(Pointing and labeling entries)
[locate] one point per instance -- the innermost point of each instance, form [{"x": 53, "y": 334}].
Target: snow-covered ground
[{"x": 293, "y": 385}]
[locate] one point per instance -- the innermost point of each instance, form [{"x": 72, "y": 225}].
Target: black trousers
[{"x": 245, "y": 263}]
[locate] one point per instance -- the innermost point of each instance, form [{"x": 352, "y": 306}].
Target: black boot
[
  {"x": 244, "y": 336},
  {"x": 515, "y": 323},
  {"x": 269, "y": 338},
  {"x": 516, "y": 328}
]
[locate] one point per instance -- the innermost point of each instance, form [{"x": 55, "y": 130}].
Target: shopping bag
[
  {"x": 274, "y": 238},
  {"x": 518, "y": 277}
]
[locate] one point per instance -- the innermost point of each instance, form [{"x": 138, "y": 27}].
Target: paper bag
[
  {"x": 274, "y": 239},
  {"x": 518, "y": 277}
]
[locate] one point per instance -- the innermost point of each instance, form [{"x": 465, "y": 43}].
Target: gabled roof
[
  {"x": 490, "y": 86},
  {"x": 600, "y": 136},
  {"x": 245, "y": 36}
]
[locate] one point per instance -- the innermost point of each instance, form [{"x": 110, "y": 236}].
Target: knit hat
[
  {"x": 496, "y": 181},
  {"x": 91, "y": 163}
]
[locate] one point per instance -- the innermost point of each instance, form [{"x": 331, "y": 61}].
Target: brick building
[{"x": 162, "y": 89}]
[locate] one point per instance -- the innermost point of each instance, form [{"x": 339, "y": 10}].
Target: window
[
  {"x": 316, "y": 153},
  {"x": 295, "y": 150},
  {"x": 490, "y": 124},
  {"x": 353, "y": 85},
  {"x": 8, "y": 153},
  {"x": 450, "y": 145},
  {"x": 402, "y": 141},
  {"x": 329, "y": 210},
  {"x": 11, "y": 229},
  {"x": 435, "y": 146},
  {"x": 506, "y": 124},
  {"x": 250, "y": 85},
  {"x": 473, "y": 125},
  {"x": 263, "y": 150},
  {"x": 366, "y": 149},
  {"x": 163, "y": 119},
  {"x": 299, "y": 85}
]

• [DO THIS]:
Restate each entry exactly, skipping none.

• [SOLUTION]:
[locate] one point per instance -- the innermost point of each instance, form [{"x": 53, "y": 334}].
Target: snow-covered ground
[{"x": 293, "y": 385}]
[locate] one point per instance -- the innermost point of each instance, form [{"x": 72, "y": 225}].
Target: black trousers
[{"x": 245, "y": 263}]
[locate] one point per instance -- the innermost point of each instance, form [{"x": 352, "y": 306}].
Target: black boot
[
  {"x": 244, "y": 336},
  {"x": 515, "y": 323},
  {"x": 269, "y": 338},
  {"x": 516, "y": 328}
]
[locate] one point per instance -- the innermost point of each instance, form [{"x": 55, "y": 130}].
Target: shopping bag
[
  {"x": 274, "y": 238},
  {"x": 518, "y": 277}
]
[locate] one point per instance -- the innermost point of each instance, form [{"x": 138, "y": 27}].
Target: paper bag
[
  {"x": 274, "y": 239},
  {"x": 518, "y": 277}
]
[locate] one point per instance -- the innermost point of each instance, form [{"x": 465, "y": 43}].
Target: gabled roof
[
  {"x": 490, "y": 86},
  {"x": 600, "y": 136},
  {"x": 245, "y": 36}
]
[locate] one point per instance -- the innermost point of each instance, form [{"x": 110, "y": 236}].
Target: knit hat
[
  {"x": 496, "y": 181},
  {"x": 91, "y": 163}
]
[locate] one point per instance -- the innermost point of each instance, form [{"x": 331, "y": 61}].
Target: brick building
[{"x": 162, "y": 89}]
[locate] one point per instance -- the innermost point of each instance, form [{"x": 339, "y": 10}].
Target: window
[
  {"x": 316, "y": 153},
  {"x": 295, "y": 150},
  {"x": 490, "y": 124},
  {"x": 353, "y": 85},
  {"x": 8, "y": 153},
  {"x": 450, "y": 145},
  {"x": 402, "y": 141},
  {"x": 329, "y": 210},
  {"x": 11, "y": 229},
  {"x": 435, "y": 146},
  {"x": 506, "y": 124},
  {"x": 250, "y": 85},
  {"x": 473, "y": 125},
  {"x": 263, "y": 150},
  {"x": 366, "y": 149},
  {"x": 163, "y": 119},
  {"x": 299, "y": 85}
]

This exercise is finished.